> **What to do**: Only the lines from the one containing "Traffic-operations request: mark the necktie" through the last line below should be written out, exactly and with both ends kept.

> **Entries**:

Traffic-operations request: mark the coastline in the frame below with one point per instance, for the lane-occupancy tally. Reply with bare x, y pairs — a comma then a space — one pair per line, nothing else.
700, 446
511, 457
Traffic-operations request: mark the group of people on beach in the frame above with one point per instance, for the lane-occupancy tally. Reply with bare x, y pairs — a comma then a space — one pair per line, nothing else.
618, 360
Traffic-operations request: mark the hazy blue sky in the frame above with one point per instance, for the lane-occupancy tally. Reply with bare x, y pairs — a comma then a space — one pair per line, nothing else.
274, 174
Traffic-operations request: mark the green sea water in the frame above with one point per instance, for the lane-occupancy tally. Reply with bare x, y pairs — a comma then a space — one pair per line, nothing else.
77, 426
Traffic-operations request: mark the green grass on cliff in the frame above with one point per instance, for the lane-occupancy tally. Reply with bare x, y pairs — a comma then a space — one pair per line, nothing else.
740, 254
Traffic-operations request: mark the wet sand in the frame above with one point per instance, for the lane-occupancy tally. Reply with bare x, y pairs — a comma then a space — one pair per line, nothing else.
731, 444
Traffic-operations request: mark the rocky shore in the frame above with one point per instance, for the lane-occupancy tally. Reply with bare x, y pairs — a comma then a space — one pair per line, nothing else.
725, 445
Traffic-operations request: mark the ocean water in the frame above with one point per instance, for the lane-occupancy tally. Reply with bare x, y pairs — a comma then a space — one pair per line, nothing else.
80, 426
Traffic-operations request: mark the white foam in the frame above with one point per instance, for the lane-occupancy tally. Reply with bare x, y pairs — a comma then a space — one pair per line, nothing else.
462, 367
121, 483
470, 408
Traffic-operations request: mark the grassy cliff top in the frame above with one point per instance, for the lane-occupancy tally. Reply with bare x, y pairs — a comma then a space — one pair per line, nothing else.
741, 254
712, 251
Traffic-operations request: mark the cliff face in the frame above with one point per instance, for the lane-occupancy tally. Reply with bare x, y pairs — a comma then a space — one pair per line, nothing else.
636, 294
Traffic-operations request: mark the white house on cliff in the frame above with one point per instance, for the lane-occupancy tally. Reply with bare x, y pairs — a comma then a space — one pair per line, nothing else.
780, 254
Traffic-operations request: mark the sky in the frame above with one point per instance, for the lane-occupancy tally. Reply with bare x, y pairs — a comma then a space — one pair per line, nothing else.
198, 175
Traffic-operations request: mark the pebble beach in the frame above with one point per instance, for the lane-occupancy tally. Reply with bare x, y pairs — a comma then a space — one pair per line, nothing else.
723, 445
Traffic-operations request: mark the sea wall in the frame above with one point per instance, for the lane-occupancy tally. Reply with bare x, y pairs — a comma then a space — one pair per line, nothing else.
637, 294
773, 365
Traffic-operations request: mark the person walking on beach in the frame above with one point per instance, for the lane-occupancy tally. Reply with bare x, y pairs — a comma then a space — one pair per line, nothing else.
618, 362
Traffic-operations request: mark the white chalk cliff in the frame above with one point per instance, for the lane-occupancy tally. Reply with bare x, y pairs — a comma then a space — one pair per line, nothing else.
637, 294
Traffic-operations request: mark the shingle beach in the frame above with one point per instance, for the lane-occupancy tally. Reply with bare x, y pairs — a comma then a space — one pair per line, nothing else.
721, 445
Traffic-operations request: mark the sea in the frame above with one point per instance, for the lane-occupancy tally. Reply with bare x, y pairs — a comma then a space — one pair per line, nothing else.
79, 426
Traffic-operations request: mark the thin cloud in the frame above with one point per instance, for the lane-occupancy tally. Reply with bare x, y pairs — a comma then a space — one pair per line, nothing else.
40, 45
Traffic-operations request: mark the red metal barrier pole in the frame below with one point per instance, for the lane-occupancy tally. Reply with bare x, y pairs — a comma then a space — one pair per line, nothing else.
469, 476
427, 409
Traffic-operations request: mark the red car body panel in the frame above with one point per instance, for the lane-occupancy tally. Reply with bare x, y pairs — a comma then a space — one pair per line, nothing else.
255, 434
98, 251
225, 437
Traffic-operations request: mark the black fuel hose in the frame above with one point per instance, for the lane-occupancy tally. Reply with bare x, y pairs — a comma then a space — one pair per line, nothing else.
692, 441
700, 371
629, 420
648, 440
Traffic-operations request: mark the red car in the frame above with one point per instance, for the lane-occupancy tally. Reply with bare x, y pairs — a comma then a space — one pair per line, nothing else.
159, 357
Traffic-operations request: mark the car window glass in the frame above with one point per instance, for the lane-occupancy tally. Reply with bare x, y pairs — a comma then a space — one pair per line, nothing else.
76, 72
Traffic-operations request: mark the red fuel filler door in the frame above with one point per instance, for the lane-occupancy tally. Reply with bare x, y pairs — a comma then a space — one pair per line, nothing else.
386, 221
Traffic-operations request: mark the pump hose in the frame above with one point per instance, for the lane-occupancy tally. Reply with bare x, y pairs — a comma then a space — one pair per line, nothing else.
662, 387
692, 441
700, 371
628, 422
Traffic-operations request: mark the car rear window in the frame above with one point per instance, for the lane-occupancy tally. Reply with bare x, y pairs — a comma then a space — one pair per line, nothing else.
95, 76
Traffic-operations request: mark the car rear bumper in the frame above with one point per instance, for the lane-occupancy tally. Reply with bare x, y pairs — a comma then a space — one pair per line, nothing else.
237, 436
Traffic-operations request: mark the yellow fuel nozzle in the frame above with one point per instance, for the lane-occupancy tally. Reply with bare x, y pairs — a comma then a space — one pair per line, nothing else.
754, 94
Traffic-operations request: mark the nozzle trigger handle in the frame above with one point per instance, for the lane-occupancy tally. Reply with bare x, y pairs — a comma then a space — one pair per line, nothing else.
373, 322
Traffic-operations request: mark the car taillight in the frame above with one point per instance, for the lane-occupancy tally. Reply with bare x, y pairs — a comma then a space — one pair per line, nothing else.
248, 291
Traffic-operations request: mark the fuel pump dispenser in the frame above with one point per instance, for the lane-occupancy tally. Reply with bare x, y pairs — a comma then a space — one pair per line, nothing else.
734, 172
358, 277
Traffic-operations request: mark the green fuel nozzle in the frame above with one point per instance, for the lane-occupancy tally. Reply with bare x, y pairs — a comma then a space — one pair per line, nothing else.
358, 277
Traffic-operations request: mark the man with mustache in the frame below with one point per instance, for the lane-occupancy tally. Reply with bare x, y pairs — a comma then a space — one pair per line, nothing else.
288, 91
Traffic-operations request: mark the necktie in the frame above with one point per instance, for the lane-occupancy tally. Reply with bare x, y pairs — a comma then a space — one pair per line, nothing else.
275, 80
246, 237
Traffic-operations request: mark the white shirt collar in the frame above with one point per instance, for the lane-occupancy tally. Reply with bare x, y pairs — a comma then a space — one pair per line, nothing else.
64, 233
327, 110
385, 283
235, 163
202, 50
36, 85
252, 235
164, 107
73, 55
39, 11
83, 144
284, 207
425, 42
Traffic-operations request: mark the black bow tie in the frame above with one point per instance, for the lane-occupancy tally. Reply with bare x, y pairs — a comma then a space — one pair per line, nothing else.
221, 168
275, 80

> **Response below**:
Traffic-operations request: mark the necktie in the frame above with one point per instance, for the lane-occupancy tally. Reply with bare x, y pairs — a comma then a space — one pair per line, nothing else.
275, 80
246, 237
Traffic-operations request: mark the white shirt collar in the frame above with one point per instance, for the lane-occupancy tally. Reply with bare x, y pairs — a comma then a space — one pair per line, nothing else.
64, 233
327, 110
385, 283
235, 163
202, 50
36, 85
252, 235
164, 107
73, 55
39, 11
83, 144
284, 207
425, 42
Traffic-operations request: mark the black bow tie in the frame above with one point per instance, for the lane-occupancy tally. Reply with bare x, y pairs — a comma then a space — one pair per line, nothing else.
221, 168
275, 80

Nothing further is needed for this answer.